▶ Instruções e requisitos
Retome o texto sobre a tarefa da filosofia no mundo atual e prossiga-o a partir da última frase apresentada.

▶ Texto fornecido
━━━━━━━━

You do it to yourself, you do...

A vida, tal como nós a conhecemos, não é muito parecida com a vida de onde emergiu a nossa tradição filosófica. Platão e Sócrates eram cidadãos de uma pequena e familiar cidade-estado, com critérios de virtude e de gosto publicamente aceites, em que a classe instruída derivava a sua concepção da vida de uma única e incomparável colectânea de poesia, mas na qual outras formas de conhecimento eram raras e preciosas. O reino intelectual ainda não tinha sido dividido em territórios soberanos, e o pensamento era uma aventura que se estendia em todas as direcções, repousando maravilhado diante esses precipícios da mente que nós agora conhecemos por filosofia. Diferente dos grandes atenienses, habitamos um superpovoado mundo de estranhos, do qual os critérios de gosto praticamente desapareceram, em que a classe instruída não retém uma cultura comum e onde o saber tem sido parcelado em especialidades cada uma reivindicando o seu monopólio interesseiro contra as ondas de ideias divergentes. Nada neste mundo está fixo: a vida intelectual é uma vasta comoção, em que uma miríade de vozes se esforça para ser ouvida através do ruído. Mas na medida que aumenta a quantidade de comunicação vai diminuindo a sua qualidade; e o mais significativo sinal disto está no facto de que enunciá-lo já não é aceitável. Criticar o gosto popular convida à acusação de elitismo, e defender distinções de valor -- entre a virtude e o vício, o belo e o feio, o sagrado e o profano, o verdadeiro e o falso -- é estar contra o único juízo de valor que é largamente aceite: o juízo de que todos os juízos são condenáveis. Em tais circunstâncias a tarefa da filosofia terá que mudar. A filosofia, para Platão, subvertia as certezas de uma cultura comum e dirigia-se, através da dúvida e da admiração, ao reino da verdade. Hoje não existem certezas e nenhuma cultura comum merecedora desse nome. A dúvida é o refrão da comunicação popular, o cepticismo estende-se em todas as direcções e a filosofia ficou privada do seu ponto de partida tradicional: a crença numa comunidade estável. Uma filosofia que assenta na dúvida é contra o que ninguém acredita e convida-nos a nada acreditar. Por mais importantes que sejam os seus êxitos, na descrição da natureza e nos limites do pensar racional, tal filosofia agora arrisca-se a afastar-se da vida circundante e a trair a antiga promessa da filosofia, que é a de nos ajudar, mesmo indirectamente, a viver sabiamente e bem.

━━━━━━━━

Excertos de conjunto de dados rotulados com caixas:
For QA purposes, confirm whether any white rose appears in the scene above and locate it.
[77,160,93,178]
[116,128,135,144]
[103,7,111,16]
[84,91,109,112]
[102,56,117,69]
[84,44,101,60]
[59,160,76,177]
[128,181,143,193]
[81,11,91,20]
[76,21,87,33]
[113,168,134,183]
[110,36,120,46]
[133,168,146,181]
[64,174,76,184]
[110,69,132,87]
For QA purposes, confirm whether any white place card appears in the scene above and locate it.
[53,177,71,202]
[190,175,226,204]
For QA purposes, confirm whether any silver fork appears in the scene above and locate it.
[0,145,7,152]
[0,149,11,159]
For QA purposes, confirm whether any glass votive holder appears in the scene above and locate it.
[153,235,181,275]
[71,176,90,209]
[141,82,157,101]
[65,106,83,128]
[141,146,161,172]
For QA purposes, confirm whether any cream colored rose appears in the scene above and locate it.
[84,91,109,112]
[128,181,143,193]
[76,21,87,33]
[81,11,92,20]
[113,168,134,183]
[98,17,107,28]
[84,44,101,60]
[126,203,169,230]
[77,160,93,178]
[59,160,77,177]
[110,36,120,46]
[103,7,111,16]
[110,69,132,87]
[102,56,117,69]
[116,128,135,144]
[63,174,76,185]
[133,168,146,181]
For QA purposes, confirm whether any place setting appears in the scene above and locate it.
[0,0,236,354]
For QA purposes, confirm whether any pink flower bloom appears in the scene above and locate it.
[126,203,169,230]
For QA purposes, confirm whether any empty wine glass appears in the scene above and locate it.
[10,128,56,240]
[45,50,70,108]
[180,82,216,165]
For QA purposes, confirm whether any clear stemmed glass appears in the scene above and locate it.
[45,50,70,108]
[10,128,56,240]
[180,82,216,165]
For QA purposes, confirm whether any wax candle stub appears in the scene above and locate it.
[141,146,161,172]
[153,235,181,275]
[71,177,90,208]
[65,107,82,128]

━━━━━━━━

▶ Resposta à tarefa
Esta é uma visão muito pessoal da filosofia. Nela, o autor centra-se nas ideias e argumentos que mais o atraíram nesta disciplina. E assim procura demonstrar porque é que a filosofia é tão relevante, não só para as grandes questões intelectuais, mas principalmente para a vida quotidiana no mundo moderno. Apesar de não omitir as ideias de grandes filósofos, particularmente Kant e Wittgenstein, grandes influências no seu pensamento, o autor não fornece um guia clássico dos argumentos deles. O objectivo deste livro é funcionar como um guia para o leitor - inteligente - que esteja preparado para embarcar numa fascinante aventura pelas principais questões filosóficas: a Verdade, o Tempo, Deus ou o Sexo.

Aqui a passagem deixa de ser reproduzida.